● CONSEGNA 1
Estrai tutte le righe dei record in cui compare la parola "snow", tenendo conto di maiuscole e minuscole.

● FONTE
>>>>>

Percentuali che vengono applicate sul valore di vendita delle quantità prodotte. Quindi se il prezzo del petrolio è più basso, cala anche la somma da pagare.
Per fare un confronto, in Norvegia le royalties sono in media del 78% e nel Regno Unito oscillano tra il 68 e l’82 per cento. Mentre in Danimarca, dove non esiste più il sistema delle royalties, il prelievo fiscale arriva fino al 77 per cento. E anche nei Paesi a bassa produzione simili all’Italia, come Irlanda e Francia, le tasse pagate dalle società per produrre gas e petrolio arrivano fino al 50 per cento. Secondo i calcoli di Legambiente, se pure l’Italia avesse portato le royalties al 50%, nel 2015 ci saremmo trovati con un gettito da 1,4 miliardi anziché 352 milioni.
Ma perché in Italia le royalties sono così basse? «Percentuali così basse nascono daun’idea del passato in cui l’Eni era lo Stato e per l’estrazione doveva pagare poco», spiega Zanchini. «Non si poteva far pagare tanto l’Eni. Così si è costruito un sistema di norme che favoriva l’azienda di Stato per la ricerca di idrocarburi». Il problema è che da allora questo sistema di tassazione è rimasto inalterato, «nonostante dagli anni Novanta in poi siano arrivati i primi investimenti privati e anche la proprietà dell’Eni non sia più solo pubblica».
Appena eletto Rosario Crocetta alla presidenza della Sicilia, terza produttrice di idrocarburi in Italia, avendo bisogno dell’appoggio del Movimento cinque stelle per avere la maggioranza e approvare la legge di stabilità 2013, passò la proposta dei grillini di aumentare le royalties nella regione dal 10 al 20 per cento. Provocando forti contestazioni da parte delle società perolifere e di Assomineraria. Tant’è che l’anno dopo, con il M5s all’opposizione, si fece marcia indietro e la percentuale venne tagliata di nuovo dal 20 al 13 per cento.
Tra l’altro, entro una certa soglia, la produzione di gas e petrolio in Italia è completamente esentasse. Sotto le prime 20mila tonnellate di petrolio in terraferma, le prime 50mila tonnellate di petrolio estratte in mare, i primi 25 milioni di metri cubi di gas estratti in terra e i primi 80 milioni estratti in mare, non si paga nulla. È tutto gratis. «Nel 2015», spiegano da Legambiente, «su un totale di 26 concessioni produttive, solo cinque di quelle a gas e quattro di quelle a petrolio hanno pagato le royalties». Tutte le altre hanno estratto quantitativi tali da restare sotto la soglia di pagamento, senza quindi versare nulla nelle casse pubbliche. «È come se sotto le mille macchine non pagassimo l’autostrada. O come se sotto i 30 ombrelloni non pagassimo il lido», dice Zanchini.
Per la produzione del 2015, il versamento da parte di Eni per le royalties, secondo quanto riporta il ministero dello Sviluppo economico, è stato di 227.534.982 milioni di euro. A seguire, Shell Italia ha pagato poco più di 94 milioni di euro, mentre la Società ionica gas ha versato circa 17 milioni.

<<<<<

● CONSEGNA 2
Riporta senza alcuna modifica il tratto del testo sulle royalties che va da "Appena eletto Rosario" fino a "13 per cento.".

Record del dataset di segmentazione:
>>>>>

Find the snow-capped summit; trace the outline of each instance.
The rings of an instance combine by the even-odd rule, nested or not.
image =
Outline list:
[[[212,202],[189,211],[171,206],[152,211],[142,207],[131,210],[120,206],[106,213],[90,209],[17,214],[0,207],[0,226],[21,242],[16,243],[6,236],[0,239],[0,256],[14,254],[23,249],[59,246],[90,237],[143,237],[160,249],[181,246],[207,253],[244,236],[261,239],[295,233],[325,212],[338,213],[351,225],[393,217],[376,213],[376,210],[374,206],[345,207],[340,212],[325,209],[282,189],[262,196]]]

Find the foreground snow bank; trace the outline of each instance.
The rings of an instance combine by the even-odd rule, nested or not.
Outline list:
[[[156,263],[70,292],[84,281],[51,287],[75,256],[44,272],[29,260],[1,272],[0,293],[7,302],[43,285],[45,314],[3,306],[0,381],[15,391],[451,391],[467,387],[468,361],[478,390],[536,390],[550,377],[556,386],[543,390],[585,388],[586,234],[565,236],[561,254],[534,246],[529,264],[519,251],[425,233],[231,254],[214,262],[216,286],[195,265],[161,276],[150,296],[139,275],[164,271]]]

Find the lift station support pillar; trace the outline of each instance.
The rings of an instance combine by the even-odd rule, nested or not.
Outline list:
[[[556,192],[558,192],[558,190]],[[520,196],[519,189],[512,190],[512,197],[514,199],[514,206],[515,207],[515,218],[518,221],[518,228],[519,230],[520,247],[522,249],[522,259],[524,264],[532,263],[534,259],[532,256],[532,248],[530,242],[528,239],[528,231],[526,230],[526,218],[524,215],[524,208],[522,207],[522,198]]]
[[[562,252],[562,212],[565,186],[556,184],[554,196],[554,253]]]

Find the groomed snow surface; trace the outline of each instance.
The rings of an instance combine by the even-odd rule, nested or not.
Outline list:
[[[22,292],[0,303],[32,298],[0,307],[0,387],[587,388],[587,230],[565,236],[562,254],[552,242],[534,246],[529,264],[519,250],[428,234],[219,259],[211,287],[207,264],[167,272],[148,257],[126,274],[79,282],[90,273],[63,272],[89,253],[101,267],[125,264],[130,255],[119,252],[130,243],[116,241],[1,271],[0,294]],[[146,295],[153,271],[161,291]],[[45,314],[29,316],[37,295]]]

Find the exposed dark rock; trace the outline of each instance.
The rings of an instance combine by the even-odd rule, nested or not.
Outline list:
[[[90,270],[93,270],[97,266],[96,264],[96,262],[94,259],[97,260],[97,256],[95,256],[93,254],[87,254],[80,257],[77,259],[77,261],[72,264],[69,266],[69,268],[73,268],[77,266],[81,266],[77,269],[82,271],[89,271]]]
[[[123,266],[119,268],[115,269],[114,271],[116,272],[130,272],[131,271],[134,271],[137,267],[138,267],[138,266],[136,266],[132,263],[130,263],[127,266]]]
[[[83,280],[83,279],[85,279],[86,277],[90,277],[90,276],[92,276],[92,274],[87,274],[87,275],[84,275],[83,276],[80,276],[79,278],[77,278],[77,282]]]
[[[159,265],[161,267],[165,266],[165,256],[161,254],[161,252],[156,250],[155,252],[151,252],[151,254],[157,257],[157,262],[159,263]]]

<<<<<

● RISPOSTA CORRETTA 1
Find the snow-capped summit; trace the outline of each instance.
Find the foreground snow bank; trace the outline of each instance.
Find the groomed snow surface; trace the outline of each instance.

● RISPOSTA CORRETTA 2
Appena eletto Rosario Crocetta alla presidenza della Sicilia, terza produttrice di idrocarburi in Italia, avendo bisogno dell’appoggio del Movimento cinque stelle per avere la maggioranza e approvare la legge di stabilità 2013, passò la proposta dei grillini di aumentare le royalties nella regione dal 10 al 20 per cento. Provocando forti contestazioni da parte delle società perolifere e di Assomineraria. Tant’è che l’anno dopo, con il M5s all’opposizione, si fece marcia indietro e la percentuale venne tagliata di nuovo dal 20 al 13 per cento.